■ **Given text**

****************

Hydrogen desorption kinetics mechanism of Mg-Ni hydride under isothermal and non-isothermal conditions

Chao-yi CHEN¹, Hui-lin CHEN², Ya-qin MA², Jing LIU²

1. College of Materials and Metallurgy, Guizhou University, Guiyang 550003, China;

2. School of Materials and Architectural Engineering, Guizhou Normal University, Guiyang 550001, China

Received 12 January 2015; accepted 13 May 2015

Abstract:

The Mg-Ni hydride was prepared by hydriding combustion synthesis under a high magnetic field. The dehydriding kinetics of the hydrides was measured under the isothermal and non-isothermal conditions. A model was applied to analyzing the kinetics behavior of Mg-Ni hydride. The calculation results show that the theoretical value and the experimental data can reach a good agreement, especially in the case of non-isothermal dehydriding. The rate-controlling step is the diffusion of hydrogen atoms in the solid solution. The sample prepared under magnetic field of 6 T under the isothermal condition can reach the best performance. The similar tendency was observed under the non-isothermal condition and the reason was discussed.

Key words:

Mg-Ni hydride; hydrogen desorption kinetics; model; isothermal condition; non-isothermal condition;

1 Introduction

As a hydrogen storage alloy, Mg₂Ni intermetallic is well known to form Mg₂NiH₄ hydride, which has hydrogen storage capacity of 3.6% (mass fraction). The absorption/desorption kinetics of this hydride is a reversible formation/decomposition reaction which can be described as α-Mg₂NiH_0.3+H₂β-Mg₂NiH₄. The kinetics mechanism of Mg-Ni alloy has been studied and many kinetics models and functions have been established [1-3]. However, as far as most of kinetics equations are concerned, if one treats each step rigorously, a group of differential or integral equations must be solved [4,5]. Some treatments are so complicated that they cannot offer an explicit analytic expression and give an intuitionally quantitative discussion. Owing to the lack of parameter values, the other situation is that some equations are often difficult to be applied.

As we know, most of the hydrogen absorption/ desorption kinetics data were obtained under isothermal condition [6,7]. Actually, it is very difficult to achieve isothermal condition completely since the reaction is highly exothermic for hydrogenation and endothermic for dehydrogenation and the rate is fast for both processes. Therefore, even if correct kinetic models are chosed, the calculation results should still deviate from the experimental curves since the practical reaction deviates from the isothermal condition. Recently, the non-isothermal hydrogen absorption/desorption kinetics of Mg-Ni intermetallic was investigated using DSC, TG or Sievert’s method [8-11]. However, the theoretical investigation on non-isothermal absorption/desorption kinetics in Mg₂Ni intermetallic obviously lags behind the experiments. There are still many problems that have not been theoretically solved yet, such as, what kind of curve should be expected regarding the reacted fraction versus temperature in a non-isothermal process, and what is the effect of heating rate on the kinetics, and how to calculate the activation energy through the non-isothermal kinetic experimental data.

The present work firstly synthesized Mg-Ni hydride by hydriding combustion synthesis under a high magnetic field. Then, a kinetics model proposed by our group [12,13] was applied to analyzing the dehydriding kinetics mechanism of Mg-Ni hydride under both isothermal and non-isothermal cases. The influence of preparation and hydrogen desorption conditions on the kinetics behavior was investigated.

****************

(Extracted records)
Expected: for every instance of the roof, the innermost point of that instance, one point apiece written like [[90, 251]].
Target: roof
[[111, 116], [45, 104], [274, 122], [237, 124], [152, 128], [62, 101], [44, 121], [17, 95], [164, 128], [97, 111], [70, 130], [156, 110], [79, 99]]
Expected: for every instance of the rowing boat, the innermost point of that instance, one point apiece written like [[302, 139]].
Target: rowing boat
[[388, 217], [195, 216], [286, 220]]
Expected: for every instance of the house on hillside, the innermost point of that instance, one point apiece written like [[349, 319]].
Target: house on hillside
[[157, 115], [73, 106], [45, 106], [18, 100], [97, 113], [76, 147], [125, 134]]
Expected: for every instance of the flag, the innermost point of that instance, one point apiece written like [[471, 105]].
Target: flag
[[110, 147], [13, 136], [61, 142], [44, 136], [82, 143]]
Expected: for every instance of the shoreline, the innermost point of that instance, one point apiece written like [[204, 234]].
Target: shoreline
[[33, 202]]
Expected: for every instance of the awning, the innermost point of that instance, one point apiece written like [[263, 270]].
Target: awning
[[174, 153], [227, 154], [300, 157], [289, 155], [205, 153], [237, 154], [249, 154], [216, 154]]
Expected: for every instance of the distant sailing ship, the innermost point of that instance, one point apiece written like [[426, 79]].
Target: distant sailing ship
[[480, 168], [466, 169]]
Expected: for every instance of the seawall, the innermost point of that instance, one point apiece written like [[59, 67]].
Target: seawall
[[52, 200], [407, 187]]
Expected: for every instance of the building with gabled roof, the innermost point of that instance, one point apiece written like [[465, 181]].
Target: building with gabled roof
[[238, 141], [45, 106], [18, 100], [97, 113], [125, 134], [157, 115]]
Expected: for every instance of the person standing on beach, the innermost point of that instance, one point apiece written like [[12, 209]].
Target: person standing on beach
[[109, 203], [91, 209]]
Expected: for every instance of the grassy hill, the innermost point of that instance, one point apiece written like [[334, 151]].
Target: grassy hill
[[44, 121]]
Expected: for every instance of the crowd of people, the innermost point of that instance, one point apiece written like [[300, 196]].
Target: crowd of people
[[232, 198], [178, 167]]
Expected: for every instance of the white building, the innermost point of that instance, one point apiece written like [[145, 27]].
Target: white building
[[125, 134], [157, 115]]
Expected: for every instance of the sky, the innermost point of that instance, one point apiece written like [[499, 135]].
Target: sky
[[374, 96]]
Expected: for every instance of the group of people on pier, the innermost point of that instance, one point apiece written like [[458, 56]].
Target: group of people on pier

****************

■ **The tasks**
a) What hydrogen storage capacity does the Mg-Ni hydride text give for Mg₂NiH₄ hydride?
b) Reproduce the Mg-Ni hydride text word for word from "1 Introduction" up to and including "to be applied.".

■ **Answers to the exercises**
a) 3.6% (mass fraction)

b)
1 Introduction

As a hydrogen storage alloy, Mg₂Ni intermetallic is well known to form Mg₂NiH₄ hydride, which has hydrogen storage capacity of 3.6% (mass fraction). The absorption/desorption kinetics of this hydride is a reversible formation/decomposition reaction which can be described as α-Mg₂NiH_0.3+H₂β-Mg₂NiH₄. The kinetics mechanism of Mg-Ni alloy has been studied and many kinetics models and functions have been established [1-3]. However, as far as most of kinetics equations are concerned, if one treats each step rigorously, a group of differential or integral equations must be solved [4,5]. Some treatments are so complicated that they cannot offer an explicit analytic expression and give an intuitionally quantitative discussion. Owing to the lack of parameter values, the other situation is that some equations are often difficult to be applied.